» **Problem requirements**
Every record must be repeated exactly; omit any pictures they contain.

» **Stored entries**
^^^^

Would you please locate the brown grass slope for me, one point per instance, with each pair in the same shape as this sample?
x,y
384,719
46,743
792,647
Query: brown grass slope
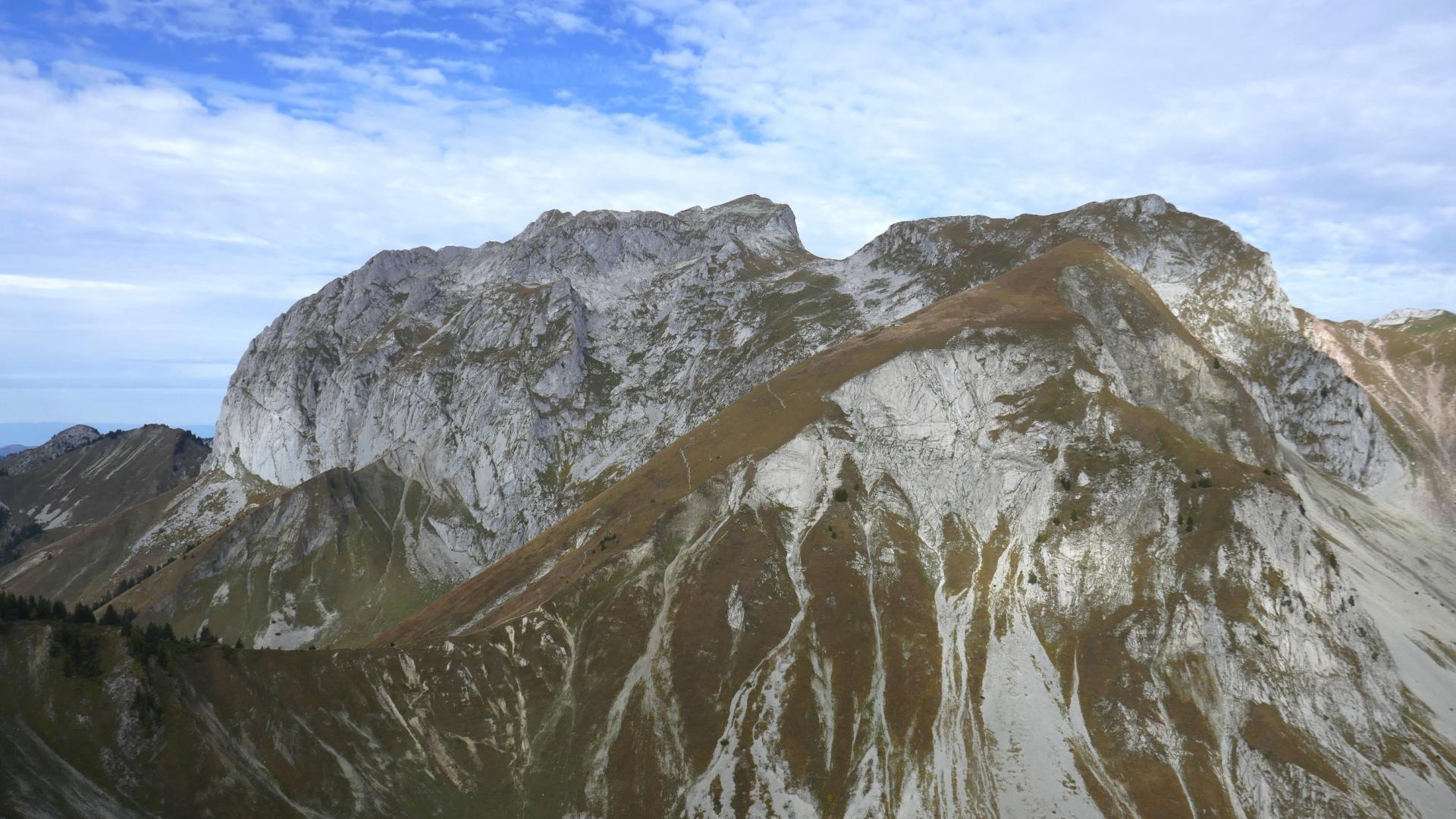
x,y
1027,299
83,496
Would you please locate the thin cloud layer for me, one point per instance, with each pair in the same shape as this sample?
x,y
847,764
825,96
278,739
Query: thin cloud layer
x,y
178,172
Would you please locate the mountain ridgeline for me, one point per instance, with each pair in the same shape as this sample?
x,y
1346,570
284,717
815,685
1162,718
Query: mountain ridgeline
x,y
644,515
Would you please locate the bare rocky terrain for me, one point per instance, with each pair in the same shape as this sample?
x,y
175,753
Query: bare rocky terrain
x,y
661,515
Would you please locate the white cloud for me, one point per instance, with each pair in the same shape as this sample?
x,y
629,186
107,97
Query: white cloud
x,y
1320,131
63,287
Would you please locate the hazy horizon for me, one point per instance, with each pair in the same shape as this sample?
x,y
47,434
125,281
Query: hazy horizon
x,y
181,172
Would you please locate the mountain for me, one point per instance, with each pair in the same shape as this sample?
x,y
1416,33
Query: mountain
x,y
487,392
77,484
1033,550
411,423
60,444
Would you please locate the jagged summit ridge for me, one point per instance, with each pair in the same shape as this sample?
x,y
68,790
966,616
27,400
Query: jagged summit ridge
x,y
60,444
1407,315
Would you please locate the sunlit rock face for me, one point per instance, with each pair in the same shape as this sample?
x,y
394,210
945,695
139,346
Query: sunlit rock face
x,y
1034,550
427,414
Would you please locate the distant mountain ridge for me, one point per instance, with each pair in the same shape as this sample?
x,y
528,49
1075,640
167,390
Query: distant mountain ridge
x,y
1052,544
417,420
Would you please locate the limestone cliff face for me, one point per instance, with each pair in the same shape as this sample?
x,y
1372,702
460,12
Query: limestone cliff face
x,y
984,560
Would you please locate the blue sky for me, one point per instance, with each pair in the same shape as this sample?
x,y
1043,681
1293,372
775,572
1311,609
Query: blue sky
x,y
174,174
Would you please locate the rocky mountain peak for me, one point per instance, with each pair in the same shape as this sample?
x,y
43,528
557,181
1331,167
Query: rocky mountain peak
x,y
1405,315
66,441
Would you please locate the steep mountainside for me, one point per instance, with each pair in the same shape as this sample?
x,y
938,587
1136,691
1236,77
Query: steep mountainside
x,y
85,490
1407,365
1031,551
60,444
495,390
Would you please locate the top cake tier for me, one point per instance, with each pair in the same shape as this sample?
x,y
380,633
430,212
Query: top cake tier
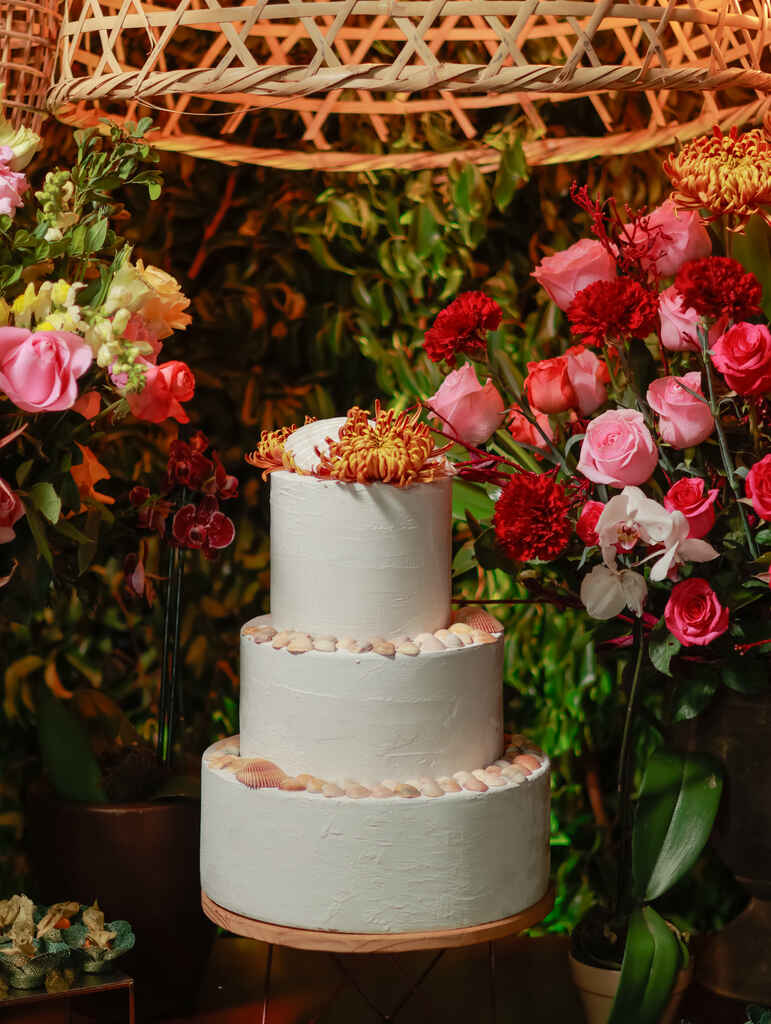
x,y
359,559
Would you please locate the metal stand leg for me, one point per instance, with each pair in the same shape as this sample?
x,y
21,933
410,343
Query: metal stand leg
x,y
266,986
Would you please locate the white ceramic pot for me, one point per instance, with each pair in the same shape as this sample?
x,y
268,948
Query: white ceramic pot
x,y
597,988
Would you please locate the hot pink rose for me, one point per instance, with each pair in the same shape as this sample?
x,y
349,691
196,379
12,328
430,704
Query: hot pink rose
x,y
466,410
523,431
617,449
567,272
758,486
679,237
165,387
39,371
742,354
11,511
589,377
693,613
548,387
586,527
684,419
687,496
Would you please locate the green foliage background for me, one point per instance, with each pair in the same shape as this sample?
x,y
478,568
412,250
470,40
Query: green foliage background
x,y
311,293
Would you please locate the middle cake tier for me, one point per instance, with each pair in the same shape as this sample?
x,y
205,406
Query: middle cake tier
x,y
338,714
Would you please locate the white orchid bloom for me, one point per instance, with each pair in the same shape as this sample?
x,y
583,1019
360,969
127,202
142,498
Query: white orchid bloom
x,y
607,592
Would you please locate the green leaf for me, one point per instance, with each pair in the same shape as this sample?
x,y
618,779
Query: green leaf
x,y
651,961
45,500
675,814
67,754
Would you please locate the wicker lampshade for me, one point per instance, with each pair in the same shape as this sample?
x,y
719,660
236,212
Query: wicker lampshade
x,y
385,59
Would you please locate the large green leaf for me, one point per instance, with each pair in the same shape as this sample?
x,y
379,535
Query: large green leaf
x,y
651,960
676,810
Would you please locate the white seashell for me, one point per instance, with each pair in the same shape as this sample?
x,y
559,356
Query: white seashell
x,y
428,642
409,648
384,647
448,784
470,782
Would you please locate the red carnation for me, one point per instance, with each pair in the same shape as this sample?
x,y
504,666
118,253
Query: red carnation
x,y
531,517
719,286
463,327
612,310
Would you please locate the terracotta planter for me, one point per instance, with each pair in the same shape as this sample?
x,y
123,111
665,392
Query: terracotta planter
x,y
597,989
141,862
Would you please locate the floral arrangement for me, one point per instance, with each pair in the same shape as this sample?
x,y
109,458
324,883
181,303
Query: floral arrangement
x,y
630,471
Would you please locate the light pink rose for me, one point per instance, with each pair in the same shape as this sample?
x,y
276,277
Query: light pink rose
x,y
39,370
589,377
567,272
693,613
687,496
12,184
617,449
11,511
684,419
680,237
467,411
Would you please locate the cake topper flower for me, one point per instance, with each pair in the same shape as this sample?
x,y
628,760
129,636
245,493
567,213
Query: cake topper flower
x,y
394,449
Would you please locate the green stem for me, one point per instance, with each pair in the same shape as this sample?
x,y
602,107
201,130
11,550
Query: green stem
x,y
626,773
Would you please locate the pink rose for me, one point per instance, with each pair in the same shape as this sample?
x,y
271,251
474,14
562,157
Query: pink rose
x,y
523,431
678,237
758,486
617,449
687,496
39,371
468,412
567,272
11,511
589,377
548,386
586,527
165,387
684,419
12,184
693,613
742,354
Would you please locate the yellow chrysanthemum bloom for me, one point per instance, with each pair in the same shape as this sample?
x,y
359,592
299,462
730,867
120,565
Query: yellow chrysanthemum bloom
x,y
729,175
395,449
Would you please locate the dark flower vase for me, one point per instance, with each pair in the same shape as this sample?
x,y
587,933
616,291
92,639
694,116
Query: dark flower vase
x,y
736,962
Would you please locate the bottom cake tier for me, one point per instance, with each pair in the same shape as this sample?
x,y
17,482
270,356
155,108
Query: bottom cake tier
x,y
376,864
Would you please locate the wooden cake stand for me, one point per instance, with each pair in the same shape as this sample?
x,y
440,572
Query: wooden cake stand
x,y
336,943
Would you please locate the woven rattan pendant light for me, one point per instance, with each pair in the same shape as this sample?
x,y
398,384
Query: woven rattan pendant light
x,y
385,59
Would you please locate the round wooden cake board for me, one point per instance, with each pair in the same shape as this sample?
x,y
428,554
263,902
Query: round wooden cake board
x,y
395,942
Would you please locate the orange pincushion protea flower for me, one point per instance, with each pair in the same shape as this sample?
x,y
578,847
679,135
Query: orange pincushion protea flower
x,y
729,175
396,449
270,454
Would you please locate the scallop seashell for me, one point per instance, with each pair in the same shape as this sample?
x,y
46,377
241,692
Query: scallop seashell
x,y
409,648
448,784
405,791
384,647
478,619
260,774
292,784
428,642
470,782
356,792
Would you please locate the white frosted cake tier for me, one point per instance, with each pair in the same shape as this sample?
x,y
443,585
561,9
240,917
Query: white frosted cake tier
x,y
339,714
363,559
374,865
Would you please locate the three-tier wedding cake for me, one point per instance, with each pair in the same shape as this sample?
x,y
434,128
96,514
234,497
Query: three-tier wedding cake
x,y
370,788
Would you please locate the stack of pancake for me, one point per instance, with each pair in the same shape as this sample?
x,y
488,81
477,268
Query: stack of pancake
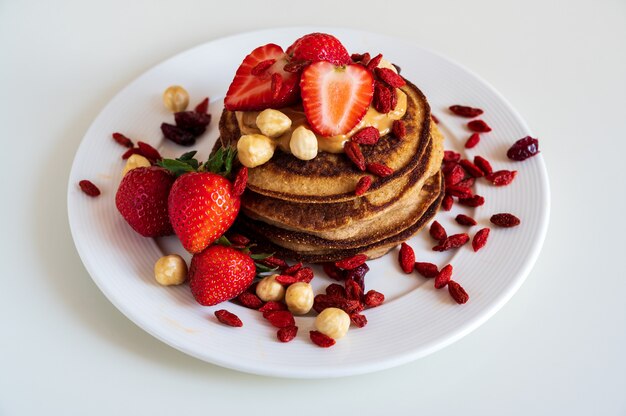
x,y
308,210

^^^^

» **Result of the task**
Would you please locate the brown grass slope for me, one point per instance, with each pair in the same shape as this sample?
x,y
384,719
46,743
792,647
Query: brown grass slope
x,y
1027,299
83,496
Would you please locate the thin cloud layer for me, one point per instance, with each pair in the same shape as this sample?
x,y
847,764
825,96
278,739
Query: thin cloud layer
x,y
178,172
Would you please locate the mountain ridgeline for me, one point per instance, with each pair in the same shape as this sample?
x,y
1346,570
284,717
815,685
1162,718
Query: mountain ridgeline
x,y
644,515
Would you please locate the bare rocky terrain for me, one point per instance, with each pair in the same shape as this sample?
x,y
175,753
Query: bare rocky terrain
x,y
661,515
Would you please locate the white cloud for me, one point per instance, with each pair in the same shape as this sample?
x,y
629,186
107,97
Query: white cloud
x,y
1320,131
63,287
Would you please locate the hazy horizon for me, one point per instance, with each pair in the same shape as this sample?
x,y
47,434
125,281
Query: hazy horizon
x,y
181,172
Would you please locate the mountain for me, one point per instance, with each pair in the same shape as this sample?
x,y
1416,33
Query: mountain
x,y
487,392
77,484
1033,550
411,423
60,444
Would you please locate the jagged summit ridge for me, one point per instance, with each pair in the same shape as this sample?
x,y
68,790
966,616
27,400
Query: jagged summit ridge
x,y
60,444
1407,315
Would you please locate the sunlit rock face for me, one point per instance, with each pair in the same shape as this sample?
x,y
394,210
945,695
139,346
Query: sunlit rock face
x,y
1034,550
427,414
Would you please locate the distant mountain ridge for me, one point per instance, with each pair in the same shape as this sample?
x,y
528,49
1075,640
167,390
Query: distant mountain ridge
x,y
1052,544
417,420
Would you please locate the limestone cliff face for me, one point per instance, with each pair in the same shape as this sample?
x,y
1372,702
460,12
Query: limestone cliff face
x,y
984,560
Would you please locate the blue sky for me, one point per instance, with each pair in the same shape as this sample?
x,y
1043,681
1293,372
775,572
1311,609
Query: blue sky
x,y
174,174
Would you please locate the rocky mountain peak for me, one point per instance, with each pair in the same shape as this sample?
x,y
43,528
557,181
1331,167
Query: rocky mountain peak
x,y
1405,315
66,441
Would you please locate the steep mountainside for me, one point per instance, with each pair in the same shape as this sample?
x,y
938,587
1136,691
1236,77
Query: steep mountainside
x,y
85,490
1407,365
1031,551
60,444
495,390
Would you please locate the top cake tier for me, one point per instance, with each pair in the same shape as this sample?
x,y
380,633
430,212
Query: top cake tier
x,y
359,559
Would you please locate the metal stand leg for me, one point per instance, with each pair in the same shape as this sample?
x,y
21,933
410,343
Query: metal stand leg
x,y
266,986
Would you please locate the white ceramic pot for me, one point per instance, with each pair in the same shape as this sample?
x,y
268,948
Query: white ceramic pot
x,y
597,988
Would you please locate the hot pink rose for me, one point per instance, with each pair in the same shape as this sample?
x,y
349,691
196,379
12,328
430,704
Query: hot pink rose
x,y
466,410
523,431
617,449
567,272
758,486
679,237
165,387
39,371
742,354
11,511
589,377
693,613
548,387
586,527
684,419
687,496
Would you please locate the green foliage background for me, one point per instance, with each pair in the same shape as this sample?
x,y
478,568
412,250
470,40
Query: green foliage background
x,y
311,293
Would you please locate the middle cake tier for me, one point per instance, with each pair in the same shape as this sample?
x,y
205,406
Query: middle cake tier
x,y
338,714
Would you please locate the white orchid bloom for me, one point per instance, with each pair in the same shape as this sample?
x,y
583,1019
360,969
127,202
142,498
Query: white orchid bloom
x,y
607,592
Would you please locate the green leaf for me, one point per instance, with each pair in the same shape as this sample?
x,y
618,779
Query: green leaf
x,y
651,961
45,500
675,814
67,754
Would you please locate the wicker lampshade for me, one point per instance, with each pair in the same shape as this sample?
x,y
719,660
236,212
Query: wicker lampshade
x,y
385,59
Would you please locate the large green leaf for me, one point per instance, with each pair in the same shape as this sample?
x,y
379,535
Query: large green leaf
x,y
651,960
676,810
Would you please locate the white seashell for me, one point per instance, with each pair in the same shape as this sample?
x,y
559,356
Query: white seashell
x,y
428,642
409,648
384,647
448,784
470,782
Would you please locate the red carnation for me, one point per instance, with each pair in the same shape as this sample?
x,y
504,666
118,253
Query: red carnation
x,y
531,517
719,286
463,327
612,310
Would you please locate the terracotta planter for me, one point per instance, with each pair in the same shape as this sample?
x,y
123,111
665,392
Query: terracotta planter
x,y
597,989
141,862
Would you please locate the floral arrangement for me, one point per instance, with each pair in the same shape as this sample?
x,y
109,458
324,883
181,303
Query: floral arrangement
x,y
630,471
Would you please locate the light pink rose for me, one point per instance, with each pair in the same shape as this sample?
x,y
276,277
Query: light pink rose
x,y
39,370
589,377
567,272
693,613
687,496
12,184
617,449
11,511
684,419
680,237
467,411
Would you please locate the cake topper flower for me, one point per instance, with each pair in the same shape as this sample?
x,y
628,760
129,636
245,493
567,213
Query: cake topper flower
x,y
394,449
Would you please locate the green stem for me, one point per instance, with each pair in the same shape as this sample?
x,y
602,107
201,130
11,550
Query: green stem
x,y
626,773
Would you please locate the pink rose for me, one point per instance, with each pair in the same shape as this sample?
x,y
271,251
474,14
562,157
Query: pink rose
x,y
523,431
678,237
758,486
617,449
687,496
39,371
468,412
567,272
11,511
589,377
548,386
586,527
165,387
684,419
12,184
693,613
742,354
Would you please locate the yellow chrysanthemum bloom for me, one point per instance, with each pair in the same shape as this sample?
x,y
359,592
299,462
730,867
120,565
Query: yellow chrysanthemum bloom
x,y
729,175
395,449
Would you please locate the dark flower vase for me, one point per instance, with each pair in the same shape as this sample?
x,y
587,933
616,291
92,639
694,116
Query: dark flower vase
x,y
736,962
Would you please locate the bottom cake tier for me, one point per instance, with each pair in the same shape as this sample?
x,y
17,482
270,356
155,108
Query: bottom cake tier
x,y
376,864
Would you please locate the wooden cake stand for me, one point per instance, with each pair in the same shape as this sample?
x,y
440,572
Query: wooden cake stand
x,y
336,943
Would you please locate the woven rattan pendant light for me, one point per instance, with each pair in the same shape as this sample?
x,y
398,384
Query: woven rattan pendant light
x,y
385,59
Would you please locate the round wooden cake board for me, one point per instance, with each pair in the same shape as this sample?
x,y
428,554
263,902
Query: round wooden cake board
x,y
395,942
Would you please locate the orange pincushion protea flower for me, one point per instance, with each pair in the same shape as this sample?
x,y
578,847
679,135
Query: orange pincushion protea flower
x,y
729,175
396,449
270,454
Would you please locate the scallop seashell for me, one point per instance, with each pair in the same shape as this sample?
x,y
46,377
241,692
Query: scallop seashell
x,y
409,648
448,784
405,791
384,647
478,619
260,774
292,784
428,642
470,782
356,792
Would you please locate the white frosted cake tier for me, one point per instance, with each pair in the same shape as this sample?
x,y
443,585
561,9
240,917
Query: white frosted cake tier
x,y
339,714
363,559
374,865
Would you please locate the three-tier wedding cake for me, one point per instance, with each pair in the same shape as this sample?
x,y
434,128
96,514
234,497
Query: three-tier wedding cake
x,y
370,788
Would you please locate the stack of pancake for me, one point per instance, with each pair in the same shape as this sample?
x,y
488,81
477,268
Query: stack of pancake
x,y
308,210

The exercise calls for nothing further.